> WORK REQUEST
An identical transcription of the records is required.

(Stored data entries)
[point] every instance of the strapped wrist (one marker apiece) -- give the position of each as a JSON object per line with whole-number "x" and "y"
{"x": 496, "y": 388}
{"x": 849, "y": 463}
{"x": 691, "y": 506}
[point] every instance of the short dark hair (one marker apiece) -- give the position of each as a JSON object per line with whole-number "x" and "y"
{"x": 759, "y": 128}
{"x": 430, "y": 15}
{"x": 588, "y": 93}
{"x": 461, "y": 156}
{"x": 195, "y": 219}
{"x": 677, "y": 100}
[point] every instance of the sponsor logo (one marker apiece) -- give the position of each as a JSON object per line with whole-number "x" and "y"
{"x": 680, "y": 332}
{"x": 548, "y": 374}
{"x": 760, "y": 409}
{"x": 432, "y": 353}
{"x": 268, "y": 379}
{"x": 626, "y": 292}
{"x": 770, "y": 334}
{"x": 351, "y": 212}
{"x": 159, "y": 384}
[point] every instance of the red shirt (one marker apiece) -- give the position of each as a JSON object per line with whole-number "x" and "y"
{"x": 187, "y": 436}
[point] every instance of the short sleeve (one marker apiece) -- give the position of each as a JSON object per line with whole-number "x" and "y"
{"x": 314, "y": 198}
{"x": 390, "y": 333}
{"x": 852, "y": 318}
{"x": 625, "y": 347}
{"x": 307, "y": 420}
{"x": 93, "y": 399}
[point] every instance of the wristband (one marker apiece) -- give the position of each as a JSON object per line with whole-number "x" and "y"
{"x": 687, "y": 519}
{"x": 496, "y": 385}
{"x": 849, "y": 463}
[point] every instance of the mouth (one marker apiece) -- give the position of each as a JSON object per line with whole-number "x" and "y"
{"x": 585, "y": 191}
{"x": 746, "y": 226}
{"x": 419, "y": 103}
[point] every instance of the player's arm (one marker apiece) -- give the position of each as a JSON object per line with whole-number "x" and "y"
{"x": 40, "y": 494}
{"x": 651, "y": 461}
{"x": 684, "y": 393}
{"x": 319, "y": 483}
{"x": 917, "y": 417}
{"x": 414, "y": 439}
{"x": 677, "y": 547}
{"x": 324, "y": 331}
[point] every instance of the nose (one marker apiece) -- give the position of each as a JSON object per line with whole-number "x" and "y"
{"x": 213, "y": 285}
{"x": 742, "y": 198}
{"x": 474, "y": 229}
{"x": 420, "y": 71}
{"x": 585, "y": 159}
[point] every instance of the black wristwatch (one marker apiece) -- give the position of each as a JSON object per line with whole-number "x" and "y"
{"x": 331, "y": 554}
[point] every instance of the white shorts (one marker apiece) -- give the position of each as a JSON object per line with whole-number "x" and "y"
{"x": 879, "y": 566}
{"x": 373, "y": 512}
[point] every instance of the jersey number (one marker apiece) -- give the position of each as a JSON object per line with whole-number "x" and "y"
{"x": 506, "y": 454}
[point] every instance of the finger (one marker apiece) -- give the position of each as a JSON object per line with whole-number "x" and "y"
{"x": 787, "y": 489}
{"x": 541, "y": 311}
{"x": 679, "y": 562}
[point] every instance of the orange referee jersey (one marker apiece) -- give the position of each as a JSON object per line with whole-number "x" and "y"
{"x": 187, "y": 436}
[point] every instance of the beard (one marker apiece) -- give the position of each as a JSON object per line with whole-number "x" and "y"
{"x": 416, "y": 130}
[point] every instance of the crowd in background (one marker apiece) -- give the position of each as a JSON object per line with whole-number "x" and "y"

> TASK RESPONSE
[point] every instance of the strapped wrist (one marker apiece) -- give the position of each as a JSON object per line with whole-number "x" and "y"
{"x": 496, "y": 388}
{"x": 849, "y": 463}
{"x": 691, "y": 506}
[point] every instance of the short dark hair (one marker apiece) -- give the position of each as a JSON object per line with whole-number "x" and "y"
{"x": 759, "y": 128}
{"x": 430, "y": 15}
{"x": 588, "y": 93}
{"x": 461, "y": 156}
{"x": 195, "y": 219}
{"x": 677, "y": 100}
[point] every instance of the sponsor logo (one marker apiece) -- give the position of each as a JSON object per line with whole-number "x" and "y"
{"x": 680, "y": 332}
{"x": 548, "y": 374}
{"x": 760, "y": 409}
{"x": 432, "y": 353}
{"x": 268, "y": 379}
{"x": 626, "y": 292}
{"x": 770, "y": 334}
{"x": 351, "y": 212}
{"x": 159, "y": 384}
[point] every instance of the red shirt (one marker apiece) -- give the position of each as a JSON object per line with whole-number "x" and "y"
{"x": 187, "y": 436}
[point] every instance of the short sleeve (one marker apiece) -- give the position of each as a JSON object per line with whole-number "x" and "y"
{"x": 314, "y": 198}
{"x": 390, "y": 333}
{"x": 852, "y": 318}
{"x": 625, "y": 347}
{"x": 307, "y": 420}
{"x": 93, "y": 399}
[point] every instance of the wristband (one marker apiece) -- give the position of each as a JSON object per line with whole-number "x" and "y"
{"x": 687, "y": 519}
{"x": 496, "y": 385}
{"x": 849, "y": 463}
[point] every instance of the mouth (one marker apiece) -- give the position of each as a JSON object per line with whole-number "x" and "y"
{"x": 585, "y": 191}
{"x": 746, "y": 226}
{"x": 419, "y": 103}
[point] every instance of the player's arm (one marker apiece) -- give the position of each as a JSON object per line with whole-number "x" and "y"
{"x": 40, "y": 494}
{"x": 651, "y": 461}
{"x": 684, "y": 393}
{"x": 319, "y": 483}
{"x": 917, "y": 417}
{"x": 414, "y": 439}
{"x": 677, "y": 547}
{"x": 324, "y": 331}
[point] every instance of the nose (one marker apiece) -- give the position of each as a JSON object per line with whole-number "x" and "y"
{"x": 213, "y": 285}
{"x": 742, "y": 198}
{"x": 474, "y": 229}
{"x": 420, "y": 71}
{"x": 585, "y": 159}
[point] every instance of the black wristwatch (one marker apiece) -- give the position of each as a JSON object per line with whole-number "x" and "y"
{"x": 331, "y": 554}
[point] every instance of the white shorts (one marker apiece) -- give the position of each as a JSON object per line with whole-number "x" and "y"
{"x": 879, "y": 566}
{"x": 373, "y": 512}
[point] every instance of the jersey number (one marker apiece) -- give the position of each as a JSON object per line with whole-number "x" and "y"
{"x": 506, "y": 454}
[point] every instance of the finger (one marker apiece) -- give the position of each as a JSON object per line with whole-number "x" and "y"
{"x": 787, "y": 489}
{"x": 541, "y": 311}
{"x": 679, "y": 562}
[point] every instance of the orange referee jersey (one marker apiece) -- give the position of each as a JSON object per line with whole-number "x" and "y"
{"x": 187, "y": 436}
[point] every instance of the beard (one marker apiece) -- give the position of each as a JSON object per line with whole-number "x" and "y"
{"x": 416, "y": 130}
[point] every instance of the crowd in background (one marker apiece) -- give the position of each as a JSON object per line with whole-number "x" and "y"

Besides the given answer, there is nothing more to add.